* [GIVEN EXERCISE] Count the lines below that contain the string "kitchen", with uppercase and lowercase treated as different, and reply with the number only.

* [MATERIAL PROVIDED]
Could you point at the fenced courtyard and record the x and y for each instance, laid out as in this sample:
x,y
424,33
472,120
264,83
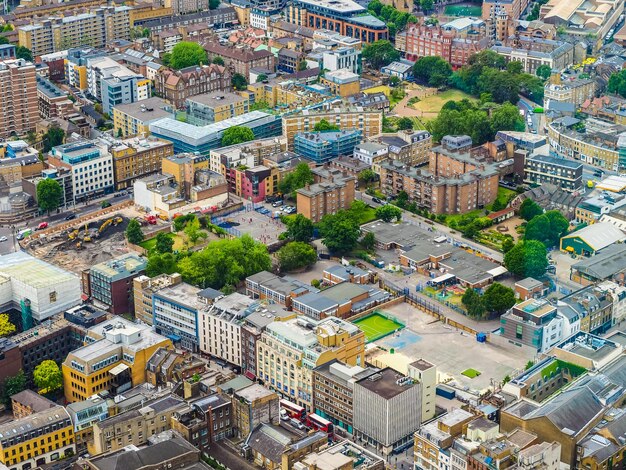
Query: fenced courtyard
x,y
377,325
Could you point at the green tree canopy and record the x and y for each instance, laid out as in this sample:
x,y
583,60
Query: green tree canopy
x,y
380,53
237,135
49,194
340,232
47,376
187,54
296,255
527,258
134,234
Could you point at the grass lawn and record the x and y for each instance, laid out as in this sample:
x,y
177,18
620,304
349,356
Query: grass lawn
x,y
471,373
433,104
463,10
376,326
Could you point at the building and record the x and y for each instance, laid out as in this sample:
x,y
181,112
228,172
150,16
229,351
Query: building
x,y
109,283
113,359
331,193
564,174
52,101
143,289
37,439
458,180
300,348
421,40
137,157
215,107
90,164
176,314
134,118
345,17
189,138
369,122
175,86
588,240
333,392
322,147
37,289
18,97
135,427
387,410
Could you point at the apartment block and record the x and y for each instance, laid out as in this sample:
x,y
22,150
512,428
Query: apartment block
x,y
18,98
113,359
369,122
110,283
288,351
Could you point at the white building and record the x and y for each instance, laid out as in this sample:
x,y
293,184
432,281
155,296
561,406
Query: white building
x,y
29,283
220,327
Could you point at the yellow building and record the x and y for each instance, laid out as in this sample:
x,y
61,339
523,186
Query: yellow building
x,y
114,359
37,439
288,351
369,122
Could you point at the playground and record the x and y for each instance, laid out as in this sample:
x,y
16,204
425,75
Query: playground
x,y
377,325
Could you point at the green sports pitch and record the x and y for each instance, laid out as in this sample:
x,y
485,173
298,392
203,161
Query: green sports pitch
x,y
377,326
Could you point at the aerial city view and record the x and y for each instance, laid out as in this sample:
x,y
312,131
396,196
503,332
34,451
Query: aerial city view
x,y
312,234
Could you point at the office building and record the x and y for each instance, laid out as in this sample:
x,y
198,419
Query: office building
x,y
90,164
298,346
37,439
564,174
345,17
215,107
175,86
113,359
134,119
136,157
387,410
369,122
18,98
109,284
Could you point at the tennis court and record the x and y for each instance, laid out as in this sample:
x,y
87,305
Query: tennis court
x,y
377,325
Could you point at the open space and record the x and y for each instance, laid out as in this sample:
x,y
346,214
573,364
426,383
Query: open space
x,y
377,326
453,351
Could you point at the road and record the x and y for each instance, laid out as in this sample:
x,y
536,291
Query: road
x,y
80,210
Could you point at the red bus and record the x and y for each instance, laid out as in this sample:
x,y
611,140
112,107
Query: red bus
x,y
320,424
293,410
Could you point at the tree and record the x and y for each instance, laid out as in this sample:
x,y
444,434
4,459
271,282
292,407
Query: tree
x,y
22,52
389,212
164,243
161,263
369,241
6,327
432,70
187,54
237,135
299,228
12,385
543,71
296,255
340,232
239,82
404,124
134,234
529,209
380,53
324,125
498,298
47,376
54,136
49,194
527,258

==

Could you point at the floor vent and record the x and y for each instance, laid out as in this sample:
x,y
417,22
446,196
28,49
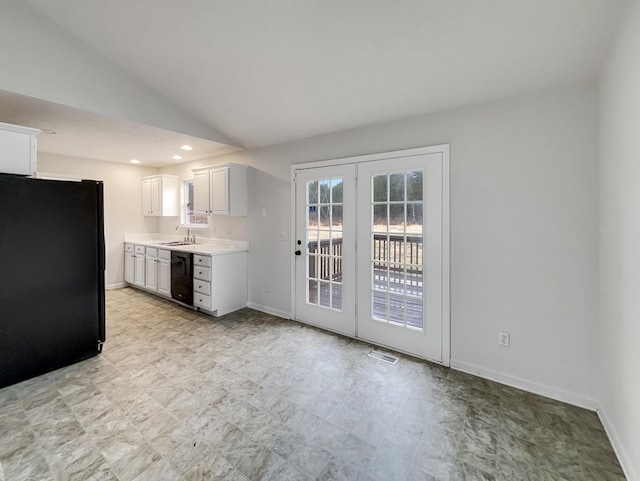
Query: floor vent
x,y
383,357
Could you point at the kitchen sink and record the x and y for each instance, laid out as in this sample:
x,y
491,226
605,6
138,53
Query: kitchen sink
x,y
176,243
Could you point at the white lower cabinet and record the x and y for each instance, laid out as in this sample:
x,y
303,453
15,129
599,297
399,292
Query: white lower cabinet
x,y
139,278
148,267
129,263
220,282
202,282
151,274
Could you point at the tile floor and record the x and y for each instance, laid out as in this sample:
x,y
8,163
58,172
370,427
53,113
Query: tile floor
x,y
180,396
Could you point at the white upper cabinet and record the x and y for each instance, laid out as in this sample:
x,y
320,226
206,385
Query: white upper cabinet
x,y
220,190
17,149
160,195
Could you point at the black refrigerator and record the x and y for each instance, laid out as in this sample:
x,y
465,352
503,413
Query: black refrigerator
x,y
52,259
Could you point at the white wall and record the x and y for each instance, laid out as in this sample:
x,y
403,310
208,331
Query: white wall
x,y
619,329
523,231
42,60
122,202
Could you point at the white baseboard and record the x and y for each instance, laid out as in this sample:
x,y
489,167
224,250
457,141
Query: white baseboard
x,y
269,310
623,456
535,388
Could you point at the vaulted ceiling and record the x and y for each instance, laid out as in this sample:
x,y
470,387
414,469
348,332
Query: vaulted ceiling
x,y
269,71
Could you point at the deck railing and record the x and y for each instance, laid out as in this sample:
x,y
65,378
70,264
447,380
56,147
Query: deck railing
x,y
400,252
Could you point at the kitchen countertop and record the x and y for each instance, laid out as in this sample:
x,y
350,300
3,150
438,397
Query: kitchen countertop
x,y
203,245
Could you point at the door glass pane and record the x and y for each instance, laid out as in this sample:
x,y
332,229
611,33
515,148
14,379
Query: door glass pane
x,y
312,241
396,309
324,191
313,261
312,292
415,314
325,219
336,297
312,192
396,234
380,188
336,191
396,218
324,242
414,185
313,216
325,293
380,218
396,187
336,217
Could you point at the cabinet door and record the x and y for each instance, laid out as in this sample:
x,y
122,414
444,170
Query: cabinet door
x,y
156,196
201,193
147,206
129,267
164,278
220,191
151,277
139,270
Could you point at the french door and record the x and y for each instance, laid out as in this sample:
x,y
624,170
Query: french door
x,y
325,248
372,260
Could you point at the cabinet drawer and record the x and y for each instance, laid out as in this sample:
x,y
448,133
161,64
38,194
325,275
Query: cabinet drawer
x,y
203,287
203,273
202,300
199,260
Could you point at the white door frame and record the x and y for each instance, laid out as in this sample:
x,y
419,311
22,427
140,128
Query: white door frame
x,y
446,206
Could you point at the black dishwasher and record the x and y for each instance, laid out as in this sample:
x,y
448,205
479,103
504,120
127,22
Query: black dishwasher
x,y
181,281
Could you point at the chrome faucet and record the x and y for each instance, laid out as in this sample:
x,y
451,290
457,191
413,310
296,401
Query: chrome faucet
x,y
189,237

* [ANSWER TO THE TASK] 4